* **EXPLORE THE MATERIAL**
a. Set down everything in the adoption post from "My belief (again, I" down to "their adoption trauma.", reproducing it word for word.
b. According to the adoption post, what did the adoptive parents of the friend called J threaten to withhold if she was in contact with "that woman"?
c. Translate the sentence "It is something we mothers have to think about." from the adoption post into Spanish.

"I’ve learned that just because someone doesn’t love you the way you want them to doesn’t mean they don’t love you with all they have." – Unknown
Mary, an adoptive mom reader, made a very valid point. I will paraphrase a bit. I hope she doesn’t mind.
Essentially what I got from her comment was the suggestion that perhaps the reason my daughter has so little interest in me, her brothers, her first family, her medical history is because her adoption "worked". It did what the social workers say it is supposed to. Maybe she is one of those adoptees that feel no connection. Maybe her life was so perfect and wonderful that she has no need or curiosity to know where she came from, her first mother and father, brothers and sisters. Maybe, like many adoptive parents and adoptees report, to her, "genetics is nothing". Maybe she is whole and complete and wonderful and fabulous and all the other stuff the agency told me she would be by being raised with strangers. Maybe she has no such thing as primal wound. Maybe she was that blank slate that could be easily assimilated into another clan. Peruse nearly any adoption forum and you will likely come across an adoptee or two that insists, emphatically, they are fine with being adopted.
It really is quite possible, right? (If we want others to accept our reality, we must surely accept theirs, no?)
It is something we mothers have to think about. That is what we were supposedly doing, right? Giving our children a better life and letting them go? Now, even though the agencies and society lied to us in their suggestion that mothers could get over it and would go on and never feel a thing for our children again, we should not necessarily assume that our children are like us. Just because we never got over losing our child doesn’t mean they could not get over losing us. We can cite experts and theory and imprinting (children KNOW they lost their mothers and it is forever a part of their chemical makeup) but what if those experts are wrong? What if some children can and do get on "just fine". They never knew any differently. The one mommy who raised them is their one mommy. Even if they came from somewhere else, they may be so whole and complete that the fact that they have another mother or family does not matter to them. Maybe mommies and daddies CAN be replaced. Maybe Verrier and Lifton and others have it all terribly wrong.
When I think about my daughter, my friend K’s daughter, my friend D’s daughter, I have to disagree with the suggestion that they are fine with being adopted. Perhaps my thinking is flawed or incredibly biased, but I disagree based on the following.
Wouldn’t a whole, complete, not bothered adoptee at least treat their mothers or first families like they would a stranger? Wouldn’t they be polite and talkative and not feel threatened or uncomfortable?
My belief (again, I am willing to admit it may be erroneous) is that the adoptees who struggle with reunion, who are ambivalent, hostile, are not adoptees for whom adoption "worked". They are adoptees that are struggling and conflicted with the fact that they are adopted. Maybe they are like my friend J who was told by her adoptive parents that they would withhold her college funds if she was in contact with "that woman". Maybe they are like my friend T who was literally disowned and thrown out of the family home by her adoptive parents when she started asking questions about her first mother. Maybe they are like my friend Z whose adoptive mother told her if she found her first family adoptive mother would commit suicide. Maybe those ambivalent adoptees are plain old scared and have had no support in addressing their adoption trauma.

* **RECORD EXCERPTS**

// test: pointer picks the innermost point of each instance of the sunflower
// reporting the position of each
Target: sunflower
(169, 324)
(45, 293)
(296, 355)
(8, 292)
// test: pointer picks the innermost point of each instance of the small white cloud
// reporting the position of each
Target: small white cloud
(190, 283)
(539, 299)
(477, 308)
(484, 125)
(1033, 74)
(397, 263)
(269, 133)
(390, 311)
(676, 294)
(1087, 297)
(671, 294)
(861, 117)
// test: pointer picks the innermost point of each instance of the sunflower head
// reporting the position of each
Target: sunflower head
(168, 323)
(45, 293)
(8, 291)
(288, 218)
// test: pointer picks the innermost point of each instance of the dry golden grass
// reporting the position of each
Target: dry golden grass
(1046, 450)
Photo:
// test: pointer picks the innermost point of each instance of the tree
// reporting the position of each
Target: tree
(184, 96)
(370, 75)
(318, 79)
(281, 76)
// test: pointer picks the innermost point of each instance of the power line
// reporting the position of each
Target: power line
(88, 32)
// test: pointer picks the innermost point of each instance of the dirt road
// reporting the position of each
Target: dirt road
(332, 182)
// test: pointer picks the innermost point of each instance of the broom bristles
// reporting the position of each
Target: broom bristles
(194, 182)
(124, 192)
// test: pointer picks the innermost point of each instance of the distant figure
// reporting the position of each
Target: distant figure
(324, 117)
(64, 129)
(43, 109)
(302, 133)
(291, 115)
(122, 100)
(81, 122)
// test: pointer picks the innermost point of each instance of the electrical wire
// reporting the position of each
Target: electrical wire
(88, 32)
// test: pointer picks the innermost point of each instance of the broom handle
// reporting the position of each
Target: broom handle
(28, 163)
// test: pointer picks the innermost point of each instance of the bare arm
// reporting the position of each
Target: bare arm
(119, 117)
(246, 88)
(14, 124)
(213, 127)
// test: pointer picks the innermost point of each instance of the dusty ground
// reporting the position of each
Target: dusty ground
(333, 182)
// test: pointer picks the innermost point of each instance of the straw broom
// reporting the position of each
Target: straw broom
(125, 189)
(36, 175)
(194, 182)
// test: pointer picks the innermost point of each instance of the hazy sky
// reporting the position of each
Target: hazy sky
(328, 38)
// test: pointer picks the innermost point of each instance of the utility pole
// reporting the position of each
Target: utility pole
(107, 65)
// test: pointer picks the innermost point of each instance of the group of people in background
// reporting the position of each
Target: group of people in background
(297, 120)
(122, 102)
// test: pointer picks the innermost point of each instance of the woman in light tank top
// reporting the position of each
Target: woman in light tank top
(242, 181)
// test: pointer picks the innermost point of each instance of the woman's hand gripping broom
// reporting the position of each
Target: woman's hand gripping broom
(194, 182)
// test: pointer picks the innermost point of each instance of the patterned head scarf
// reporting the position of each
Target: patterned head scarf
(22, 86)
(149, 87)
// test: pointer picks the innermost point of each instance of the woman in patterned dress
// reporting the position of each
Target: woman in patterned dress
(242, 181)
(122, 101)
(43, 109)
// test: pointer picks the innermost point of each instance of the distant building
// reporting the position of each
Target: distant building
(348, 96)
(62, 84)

* **RESPONSE LIST**
a.
My belief (again, I am willing to admit it may be erroneous) is that the adoptees who struggle with reunion, who are ambivalent, hostile, are not adoptees for whom adoption "worked". They are adoptees that are struggling and conflicted with the fact that they are adopted. Maybe they are like my friend J who was told by her adoptive parents that they would withhold her college funds if she was in contact with "that woman". Maybe they are like my friend T who was literally disowned and thrown out of the family home by her adoptive parents when she started asking questions about her first mother. Maybe they are like my friend Z whose adoptive mother told her if she found her first family adoptive mother would commit suicide. Maybe those ambivalent adoptees are plain old scared and have had no support in addressing their adoption trauma.

b. Her college funds.

c. Es algo en lo que las madres tenemos que pensar.